**GOAL**
Give each line of the items below as a JSON list of strings, one string per line, with blank lines omitted.

[start DATA TO PROCESS]

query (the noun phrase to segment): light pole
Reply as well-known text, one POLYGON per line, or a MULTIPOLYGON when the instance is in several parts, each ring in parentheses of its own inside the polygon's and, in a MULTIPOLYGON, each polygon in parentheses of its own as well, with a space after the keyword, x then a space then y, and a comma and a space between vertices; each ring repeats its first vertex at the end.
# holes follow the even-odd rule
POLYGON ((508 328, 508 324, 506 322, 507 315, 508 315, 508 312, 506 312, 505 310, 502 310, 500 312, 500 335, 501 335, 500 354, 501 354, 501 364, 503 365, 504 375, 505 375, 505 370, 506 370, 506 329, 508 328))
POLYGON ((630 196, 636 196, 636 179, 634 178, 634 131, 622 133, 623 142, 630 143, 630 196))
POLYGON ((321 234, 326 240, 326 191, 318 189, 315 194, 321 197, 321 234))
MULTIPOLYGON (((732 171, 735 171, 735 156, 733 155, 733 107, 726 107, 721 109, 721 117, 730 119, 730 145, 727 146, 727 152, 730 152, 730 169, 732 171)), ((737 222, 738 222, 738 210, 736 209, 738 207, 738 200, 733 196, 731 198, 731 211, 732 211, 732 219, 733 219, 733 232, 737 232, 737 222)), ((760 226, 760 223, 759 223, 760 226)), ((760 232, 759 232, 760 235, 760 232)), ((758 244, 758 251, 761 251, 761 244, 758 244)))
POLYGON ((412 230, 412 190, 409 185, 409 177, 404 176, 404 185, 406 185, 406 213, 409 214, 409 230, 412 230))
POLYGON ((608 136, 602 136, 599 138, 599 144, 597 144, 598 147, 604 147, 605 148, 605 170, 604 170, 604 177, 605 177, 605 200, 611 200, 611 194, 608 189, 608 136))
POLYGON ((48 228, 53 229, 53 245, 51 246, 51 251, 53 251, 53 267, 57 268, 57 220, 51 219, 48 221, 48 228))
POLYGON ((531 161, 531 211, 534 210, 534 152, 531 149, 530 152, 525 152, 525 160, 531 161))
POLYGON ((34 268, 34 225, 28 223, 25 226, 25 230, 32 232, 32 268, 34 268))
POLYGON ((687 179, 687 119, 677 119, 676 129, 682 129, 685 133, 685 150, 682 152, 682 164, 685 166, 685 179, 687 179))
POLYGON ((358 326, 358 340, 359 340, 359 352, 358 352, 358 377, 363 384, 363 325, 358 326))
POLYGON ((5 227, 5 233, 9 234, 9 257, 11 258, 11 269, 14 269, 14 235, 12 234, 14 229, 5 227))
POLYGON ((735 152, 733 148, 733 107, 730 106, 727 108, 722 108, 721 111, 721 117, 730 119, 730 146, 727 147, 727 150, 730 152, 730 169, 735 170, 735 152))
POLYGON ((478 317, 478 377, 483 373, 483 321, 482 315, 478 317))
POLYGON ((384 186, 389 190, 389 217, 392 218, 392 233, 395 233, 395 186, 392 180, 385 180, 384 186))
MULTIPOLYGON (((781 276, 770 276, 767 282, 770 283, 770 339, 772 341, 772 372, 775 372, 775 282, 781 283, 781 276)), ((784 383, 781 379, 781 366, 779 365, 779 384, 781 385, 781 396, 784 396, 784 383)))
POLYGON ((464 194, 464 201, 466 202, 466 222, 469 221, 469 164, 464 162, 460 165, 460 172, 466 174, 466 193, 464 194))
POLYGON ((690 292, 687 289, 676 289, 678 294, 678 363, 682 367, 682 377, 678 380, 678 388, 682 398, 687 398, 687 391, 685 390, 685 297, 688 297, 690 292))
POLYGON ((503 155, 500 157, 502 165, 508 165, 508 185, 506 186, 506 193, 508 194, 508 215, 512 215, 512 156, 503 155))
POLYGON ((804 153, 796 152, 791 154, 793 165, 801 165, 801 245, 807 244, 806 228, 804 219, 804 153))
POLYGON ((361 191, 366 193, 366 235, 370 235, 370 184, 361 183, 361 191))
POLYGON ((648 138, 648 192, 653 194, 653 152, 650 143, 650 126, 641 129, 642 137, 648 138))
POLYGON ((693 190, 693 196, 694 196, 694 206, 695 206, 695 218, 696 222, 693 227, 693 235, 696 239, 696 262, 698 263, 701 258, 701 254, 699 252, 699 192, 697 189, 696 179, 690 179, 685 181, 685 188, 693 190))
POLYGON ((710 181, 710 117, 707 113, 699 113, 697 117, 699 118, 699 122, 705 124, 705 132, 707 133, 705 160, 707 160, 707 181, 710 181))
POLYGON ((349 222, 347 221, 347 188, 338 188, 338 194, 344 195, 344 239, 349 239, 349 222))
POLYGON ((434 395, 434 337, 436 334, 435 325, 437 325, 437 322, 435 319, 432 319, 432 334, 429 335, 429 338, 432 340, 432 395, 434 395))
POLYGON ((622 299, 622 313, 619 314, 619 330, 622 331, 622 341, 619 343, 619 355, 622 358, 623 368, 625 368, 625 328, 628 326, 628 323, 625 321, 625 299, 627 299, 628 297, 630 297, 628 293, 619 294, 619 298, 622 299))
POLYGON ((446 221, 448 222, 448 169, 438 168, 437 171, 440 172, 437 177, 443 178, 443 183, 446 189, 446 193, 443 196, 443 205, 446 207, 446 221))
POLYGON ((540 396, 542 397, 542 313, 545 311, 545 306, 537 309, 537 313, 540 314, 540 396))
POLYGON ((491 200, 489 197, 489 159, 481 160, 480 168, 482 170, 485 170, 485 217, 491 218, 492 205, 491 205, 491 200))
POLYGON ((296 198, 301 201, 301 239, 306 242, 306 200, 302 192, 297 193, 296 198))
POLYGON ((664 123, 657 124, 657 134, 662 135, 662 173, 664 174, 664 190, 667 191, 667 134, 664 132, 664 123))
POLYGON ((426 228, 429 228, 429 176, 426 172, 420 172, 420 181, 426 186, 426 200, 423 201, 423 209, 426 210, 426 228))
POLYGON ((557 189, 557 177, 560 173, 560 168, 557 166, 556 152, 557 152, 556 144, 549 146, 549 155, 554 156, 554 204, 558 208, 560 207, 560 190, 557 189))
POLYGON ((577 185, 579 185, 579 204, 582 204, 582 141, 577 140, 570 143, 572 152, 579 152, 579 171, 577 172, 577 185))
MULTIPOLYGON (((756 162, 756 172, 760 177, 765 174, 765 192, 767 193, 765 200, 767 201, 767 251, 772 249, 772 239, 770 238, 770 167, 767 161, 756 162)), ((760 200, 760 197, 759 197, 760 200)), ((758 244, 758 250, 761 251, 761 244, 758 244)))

[end DATA TO PROCESS]

**ANSWER IN FULL**
[
  "query (the noun phrase to segment): light pole",
  "Reply as well-known text, one POLYGON per line, or a MULTIPOLYGON when the instance is in several parts, each ring in parentheses of its own inside the polygon's and, in a MULTIPOLYGON, each polygon in parentheses of its own as well, with a space after the keyword, x then a space then y, and a comma and a space between vertices; each ring repeats its first vertex at the end.",
  "# holes follow the even-odd rule",
  "POLYGON ((508 328, 508 324, 506 322, 507 315, 508 315, 508 312, 506 312, 505 310, 502 310, 500 312, 500 335, 501 335, 500 354, 501 354, 501 364, 503 365, 504 375, 505 375, 505 370, 506 370, 506 329, 508 328))",
  "POLYGON ((630 196, 636 196, 636 179, 634 178, 634 131, 622 133, 623 142, 630 143, 630 196))",
  "POLYGON ((321 234, 326 240, 326 191, 318 189, 315 194, 321 197, 321 234))",
  "MULTIPOLYGON (((732 171, 735 171, 735 156, 733 155, 733 107, 726 107, 721 109, 721 117, 730 119, 730 145, 727 146, 727 152, 730 152, 730 169, 732 171)), ((737 222, 738 222, 738 210, 736 209, 738 207, 738 200, 733 196, 731 198, 731 211, 732 211, 732 219, 733 219, 733 232, 737 232, 737 222)), ((760 226, 760 223, 759 223, 760 226)), ((760 232, 759 232, 760 235, 760 232)), ((758 244, 758 251, 761 251, 761 244, 758 244)))",
  "POLYGON ((412 230, 412 190, 409 185, 409 177, 404 176, 404 185, 406 185, 406 213, 409 214, 409 230, 412 230))",
  "POLYGON ((608 136, 602 136, 599 138, 599 144, 597 144, 598 147, 604 147, 605 148, 605 170, 604 170, 604 177, 605 177, 605 200, 611 200, 611 194, 608 189, 608 136))",
  "POLYGON ((48 228, 53 229, 53 245, 51 246, 51 251, 53 251, 53 267, 57 268, 57 220, 51 219, 48 221, 48 228))",
  "POLYGON ((531 161, 531 211, 534 210, 534 152, 531 149, 530 152, 525 152, 525 160, 531 161))",
  "POLYGON ((34 268, 34 225, 28 223, 25 226, 25 230, 32 232, 32 268, 34 268))",
  "POLYGON ((687 179, 687 119, 677 119, 676 129, 682 129, 685 133, 685 150, 682 152, 682 164, 685 166, 685 179, 687 179))",
  "POLYGON ((358 326, 358 340, 359 340, 359 352, 358 352, 358 377, 363 384, 363 325, 358 326))",
  "POLYGON ((5 227, 5 233, 9 234, 9 257, 11 258, 11 269, 14 269, 14 235, 12 234, 14 229, 5 227))",
  "POLYGON ((735 152, 733 148, 733 107, 730 106, 727 108, 722 108, 721 111, 721 117, 730 119, 730 146, 727 147, 727 150, 730 152, 730 169, 735 170, 735 152))",
  "POLYGON ((478 317, 478 377, 483 373, 483 321, 482 315, 478 317))",
  "POLYGON ((384 186, 389 190, 389 217, 392 218, 392 233, 395 233, 395 186, 392 180, 385 180, 384 186))",
  "MULTIPOLYGON (((781 276, 770 276, 767 282, 770 283, 770 339, 772 341, 772 372, 775 372, 775 282, 781 283, 781 276)), ((784 383, 781 379, 781 366, 779 365, 779 384, 781 385, 781 396, 784 396, 784 383)))",
  "POLYGON ((464 194, 464 201, 466 202, 466 222, 469 221, 469 164, 464 162, 460 165, 460 172, 466 174, 466 193, 464 194))",
  "POLYGON ((690 292, 687 289, 676 289, 678 294, 678 363, 682 367, 682 377, 678 380, 678 388, 682 398, 687 398, 687 391, 685 390, 685 297, 688 297, 690 292))",
  "POLYGON ((503 155, 500 157, 502 165, 508 165, 508 185, 506 186, 506 193, 508 194, 508 215, 512 215, 512 156, 503 155))",
  "POLYGON ((804 153, 796 152, 791 154, 793 165, 801 165, 801 245, 807 244, 806 228, 804 219, 804 153))",
  "POLYGON ((361 191, 366 193, 366 235, 370 235, 370 184, 361 183, 361 191))",
  "POLYGON ((648 138, 648 192, 653 194, 653 152, 650 143, 650 126, 641 129, 642 137, 648 138))",
  "POLYGON ((693 190, 693 196, 694 196, 694 206, 695 206, 695 218, 696 222, 693 227, 693 235, 696 239, 696 262, 698 263, 701 258, 701 254, 699 252, 699 192, 697 189, 696 179, 690 179, 685 181, 685 188, 693 190))",
  "POLYGON ((710 181, 710 117, 707 113, 699 113, 697 117, 699 118, 699 122, 705 124, 705 132, 707 133, 705 160, 707 160, 707 181, 710 181))",
  "POLYGON ((349 222, 347 221, 347 188, 338 188, 338 194, 344 195, 344 239, 349 239, 349 222))",
  "POLYGON ((434 395, 434 337, 436 334, 435 325, 437 325, 437 322, 435 319, 432 319, 432 334, 429 335, 429 338, 432 340, 432 395, 434 395))",
  "POLYGON ((622 299, 622 313, 619 314, 619 330, 622 331, 622 341, 619 343, 619 355, 622 358, 623 368, 625 368, 625 328, 628 326, 628 323, 625 321, 625 299, 627 299, 628 297, 630 297, 628 293, 619 294, 619 298, 622 299))",
  "POLYGON ((446 221, 448 222, 448 169, 438 168, 437 171, 440 172, 437 177, 443 178, 443 183, 446 189, 446 193, 443 196, 443 205, 446 207, 446 221))",
  "POLYGON ((540 396, 542 397, 542 313, 545 311, 545 306, 537 309, 537 313, 540 314, 540 396))",
  "POLYGON ((491 200, 489 197, 489 159, 481 160, 480 168, 482 170, 485 170, 485 217, 491 218, 492 205, 491 205, 491 200))",
  "POLYGON ((296 198, 301 201, 301 239, 306 242, 306 200, 302 192, 297 193, 296 198))",
  "POLYGON ((664 123, 657 124, 657 134, 662 135, 662 173, 664 174, 664 190, 667 191, 667 134, 664 132, 664 123))",
  "POLYGON ((426 228, 429 228, 429 176, 426 172, 420 172, 420 181, 426 186, 426 200, 423 201, 423 209, 426 210, 426 228))",
  "POLYGON ((557 189, 557 177, 560 173, 560 168, 557 166, 556 152, 557 152, 556 144, 549 146, 549 155, 554 156, 554 204, 558 208, 560 207, 560 190, 557 189))",
  "POLYGON ((577 185, 579 185, 579 204, 582 204, 582 141, 577 140, 570 143, 572 152, 579 152, 579 171, 577 172, 577 185))",
  "MULTIPOLYGON (((756 162, 756 172, 760 177, 765 174, 765 192, 767 193, 765 200, 767 201, 767 251, 772 249, 772 239, 770 238, 770 167, 767 161, 756 162)), ((760 200, 760 197, 759 197, 760 200)), ((758 244, 758 250, 761 251, 761 244, 758 244)))"
]